Point placement records:
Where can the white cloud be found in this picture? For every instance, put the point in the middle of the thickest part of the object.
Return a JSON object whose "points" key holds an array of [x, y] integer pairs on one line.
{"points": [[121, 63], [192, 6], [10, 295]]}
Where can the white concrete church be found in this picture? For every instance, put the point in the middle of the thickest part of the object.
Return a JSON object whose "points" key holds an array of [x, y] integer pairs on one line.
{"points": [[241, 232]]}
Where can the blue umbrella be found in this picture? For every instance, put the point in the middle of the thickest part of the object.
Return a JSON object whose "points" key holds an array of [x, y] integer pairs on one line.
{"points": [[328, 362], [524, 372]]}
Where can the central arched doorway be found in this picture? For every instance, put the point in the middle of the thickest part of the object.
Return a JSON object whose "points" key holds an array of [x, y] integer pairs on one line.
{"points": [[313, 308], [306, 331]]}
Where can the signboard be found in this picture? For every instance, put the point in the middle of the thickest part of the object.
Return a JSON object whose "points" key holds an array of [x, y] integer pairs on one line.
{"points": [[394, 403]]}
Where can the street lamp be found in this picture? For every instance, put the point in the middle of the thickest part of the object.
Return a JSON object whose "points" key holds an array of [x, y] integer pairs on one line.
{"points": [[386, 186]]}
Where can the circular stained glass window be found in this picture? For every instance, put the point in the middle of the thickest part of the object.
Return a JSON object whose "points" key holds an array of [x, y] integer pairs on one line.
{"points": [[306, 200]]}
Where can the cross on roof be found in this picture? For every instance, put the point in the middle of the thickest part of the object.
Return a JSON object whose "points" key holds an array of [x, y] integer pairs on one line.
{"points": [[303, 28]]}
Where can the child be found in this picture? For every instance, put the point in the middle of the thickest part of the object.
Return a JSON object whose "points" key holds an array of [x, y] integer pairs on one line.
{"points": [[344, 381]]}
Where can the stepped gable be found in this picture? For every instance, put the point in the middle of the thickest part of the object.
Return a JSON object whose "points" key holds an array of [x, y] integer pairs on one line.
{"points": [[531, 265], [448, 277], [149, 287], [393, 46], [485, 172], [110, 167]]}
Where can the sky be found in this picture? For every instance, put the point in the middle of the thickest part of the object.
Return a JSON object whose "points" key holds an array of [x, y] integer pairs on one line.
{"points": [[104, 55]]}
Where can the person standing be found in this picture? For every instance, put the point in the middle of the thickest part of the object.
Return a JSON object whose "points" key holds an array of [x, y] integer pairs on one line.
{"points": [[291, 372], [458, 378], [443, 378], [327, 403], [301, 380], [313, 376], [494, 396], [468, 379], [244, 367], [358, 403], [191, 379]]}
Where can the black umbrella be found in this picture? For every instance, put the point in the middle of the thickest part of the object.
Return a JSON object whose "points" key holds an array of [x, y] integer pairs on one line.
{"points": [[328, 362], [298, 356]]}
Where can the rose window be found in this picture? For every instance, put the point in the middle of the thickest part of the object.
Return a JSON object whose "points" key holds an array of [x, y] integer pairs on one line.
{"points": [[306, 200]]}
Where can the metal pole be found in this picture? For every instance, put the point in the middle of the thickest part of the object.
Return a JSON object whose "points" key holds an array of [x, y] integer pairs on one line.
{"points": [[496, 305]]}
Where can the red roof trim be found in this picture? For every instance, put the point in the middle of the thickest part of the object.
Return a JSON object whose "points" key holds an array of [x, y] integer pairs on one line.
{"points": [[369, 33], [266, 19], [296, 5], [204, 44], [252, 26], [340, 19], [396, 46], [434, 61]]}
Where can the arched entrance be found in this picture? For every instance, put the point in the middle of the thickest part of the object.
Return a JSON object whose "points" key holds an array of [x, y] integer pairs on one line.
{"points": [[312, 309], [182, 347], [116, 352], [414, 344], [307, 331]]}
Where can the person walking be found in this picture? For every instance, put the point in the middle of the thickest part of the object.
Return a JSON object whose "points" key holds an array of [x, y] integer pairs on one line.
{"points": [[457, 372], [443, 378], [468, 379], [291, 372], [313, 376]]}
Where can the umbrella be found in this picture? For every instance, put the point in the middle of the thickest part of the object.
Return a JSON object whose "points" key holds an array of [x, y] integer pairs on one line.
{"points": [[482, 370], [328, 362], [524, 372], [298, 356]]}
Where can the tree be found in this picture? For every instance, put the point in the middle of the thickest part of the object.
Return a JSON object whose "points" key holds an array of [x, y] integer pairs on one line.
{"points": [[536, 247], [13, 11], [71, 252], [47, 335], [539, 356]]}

- _Given instruction_
Repeat exactly, and only, the lines from the one containing "Where can the person walking" through the end of the material.

- _Answer to this problem_
Where can the person walking be found in this picture? For every instance, put the point in the middle of the thickest part of the object.
Return a JSON object whose "points" key holds an array of [x, y] integer pairs on one line.
{"points": [[457, 372], [443, 378], [468, 379], [291, 372], [313, 376]]}
Where can the umbrella be found in this picture? For every instance, put the point in the middle of the thickest part of the object.
Return a JSON object whose "points" key holds an array of [x, y] integer pairs on one line.
{"points": [[482, 370], [328, 362], [524, 372], [298, 356]]}
Where can the tree be found in this picture? For every instance, put the point in the middle of the thickest part of the object.
Return a JSON object whose "points" key holds an array of [x, y] integer pairs on one line.
{"points": [[536, 247], [13, 11], [71, 252], [47, 335], [539, 356]]}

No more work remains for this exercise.